__What the task requires__. Gather every line of the records that holds the string "island" and copy those lines.

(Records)

────────────────────

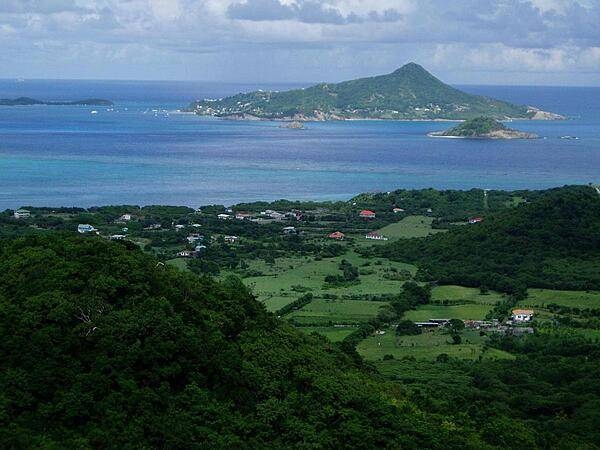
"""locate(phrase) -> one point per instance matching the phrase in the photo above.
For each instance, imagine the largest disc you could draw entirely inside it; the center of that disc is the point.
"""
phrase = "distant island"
(27, 101)
(483, 128)
(409, 93)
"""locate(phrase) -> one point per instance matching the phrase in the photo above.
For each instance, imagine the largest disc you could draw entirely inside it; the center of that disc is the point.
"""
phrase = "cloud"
(307, 11)
(299, 39)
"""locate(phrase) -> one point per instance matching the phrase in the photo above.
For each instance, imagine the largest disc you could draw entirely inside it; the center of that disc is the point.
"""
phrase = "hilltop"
(483, 128)
(27, 101)
(409, 93)
(551, 242)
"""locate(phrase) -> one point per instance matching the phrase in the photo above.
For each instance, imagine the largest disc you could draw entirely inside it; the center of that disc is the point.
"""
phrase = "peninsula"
(409, 93)
(483, 128)
(27, 101)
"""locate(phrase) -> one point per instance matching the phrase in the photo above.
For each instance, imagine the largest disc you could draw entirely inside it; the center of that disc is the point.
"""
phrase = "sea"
(144, 151)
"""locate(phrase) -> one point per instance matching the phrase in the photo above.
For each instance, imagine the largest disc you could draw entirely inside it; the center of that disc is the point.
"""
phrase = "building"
(375, 236)
(289, 230)
(243, 215)
(85, 228)
(367, 214)
(522, 315)
(194, 237)
(22, 214)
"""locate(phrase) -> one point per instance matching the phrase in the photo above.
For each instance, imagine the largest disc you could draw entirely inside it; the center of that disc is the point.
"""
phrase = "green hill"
(104, 347)
(483, 128)
(550, 242)
(408, 93)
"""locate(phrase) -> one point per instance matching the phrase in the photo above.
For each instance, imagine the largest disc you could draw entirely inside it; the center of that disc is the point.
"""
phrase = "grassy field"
(180, 263)
(574, 299)
(466, 312)
(292, 277)
(334, 334)
(426, 346)
(324, 311)
(461, 294)
(409, 227)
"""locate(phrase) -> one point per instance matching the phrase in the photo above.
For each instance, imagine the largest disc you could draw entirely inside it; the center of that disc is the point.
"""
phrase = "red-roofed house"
(367, 214)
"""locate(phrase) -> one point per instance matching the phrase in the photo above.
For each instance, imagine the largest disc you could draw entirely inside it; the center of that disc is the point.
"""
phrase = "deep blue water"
(68, 156)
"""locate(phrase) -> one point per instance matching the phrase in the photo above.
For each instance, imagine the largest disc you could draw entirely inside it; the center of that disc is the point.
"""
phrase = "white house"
(522, 315)
(22, 214)
(375, 236)
(85, 228)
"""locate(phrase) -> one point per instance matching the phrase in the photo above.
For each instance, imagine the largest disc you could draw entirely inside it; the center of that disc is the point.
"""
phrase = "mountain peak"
(411, 67)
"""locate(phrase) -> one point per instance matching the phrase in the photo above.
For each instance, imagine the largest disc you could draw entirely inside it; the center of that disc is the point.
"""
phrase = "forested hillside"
(407, 93)
(102, 346)
(551, 242)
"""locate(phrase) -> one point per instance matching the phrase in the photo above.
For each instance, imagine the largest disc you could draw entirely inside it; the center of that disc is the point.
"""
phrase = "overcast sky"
(461, 41)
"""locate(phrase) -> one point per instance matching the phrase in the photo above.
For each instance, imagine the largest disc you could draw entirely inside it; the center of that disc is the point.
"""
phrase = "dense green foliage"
(548, 397)
(104, 347)
(475, 127)
(551, 242)
(408, 93)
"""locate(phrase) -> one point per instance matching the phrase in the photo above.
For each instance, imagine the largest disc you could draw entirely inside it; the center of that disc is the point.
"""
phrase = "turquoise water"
(132, 154)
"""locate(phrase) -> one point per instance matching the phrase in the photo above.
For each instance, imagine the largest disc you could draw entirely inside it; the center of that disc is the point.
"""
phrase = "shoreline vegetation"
(409, 93)
(482, 128)
(405, 319)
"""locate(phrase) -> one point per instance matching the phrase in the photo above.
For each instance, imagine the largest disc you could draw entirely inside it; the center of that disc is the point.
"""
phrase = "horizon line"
(309, 83)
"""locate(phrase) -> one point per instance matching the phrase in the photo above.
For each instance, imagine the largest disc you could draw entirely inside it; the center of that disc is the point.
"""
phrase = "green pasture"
(324, 311)
(461, 294)
(426, 346)
(573, 299)
(465, 312)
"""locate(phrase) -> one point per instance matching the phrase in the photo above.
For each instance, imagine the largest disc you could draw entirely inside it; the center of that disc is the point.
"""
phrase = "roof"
(523, 311)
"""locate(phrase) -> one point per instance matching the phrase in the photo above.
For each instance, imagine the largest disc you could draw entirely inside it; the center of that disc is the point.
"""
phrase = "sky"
(530, 42)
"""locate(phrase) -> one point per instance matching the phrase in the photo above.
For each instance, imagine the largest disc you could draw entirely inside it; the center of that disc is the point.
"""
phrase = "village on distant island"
(409, 93)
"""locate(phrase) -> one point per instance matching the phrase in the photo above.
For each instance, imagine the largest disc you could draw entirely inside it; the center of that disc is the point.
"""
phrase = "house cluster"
(521, 315)
(374, 235)
(85, 228)
(22, 214)
(268, 215)
(512, 326)
(366, 214)
(194, 237)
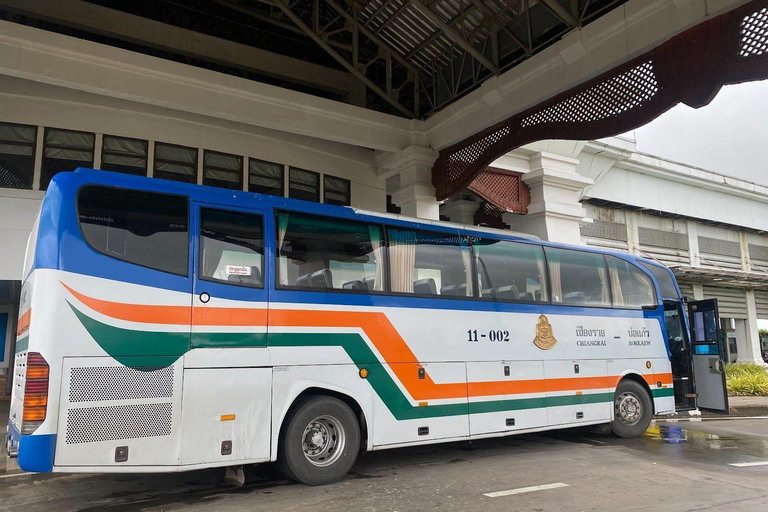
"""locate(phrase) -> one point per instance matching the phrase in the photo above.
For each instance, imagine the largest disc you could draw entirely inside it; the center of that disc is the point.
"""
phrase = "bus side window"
(578, 278)
(323, 253)
(427, 263)
(511, 271)
(232, 247)
(631, 287)
(143, 228)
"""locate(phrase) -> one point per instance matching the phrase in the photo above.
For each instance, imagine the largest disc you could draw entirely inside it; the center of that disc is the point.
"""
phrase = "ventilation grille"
(101, 383)
(605, 229)
(758, 252)
(93, 424)
(721, 247)
(754, 34)
(610, 98)
(665, 239)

────────────────────

__Output of the exercise__.
phrase = "distant island"
phrase = "village on distant island"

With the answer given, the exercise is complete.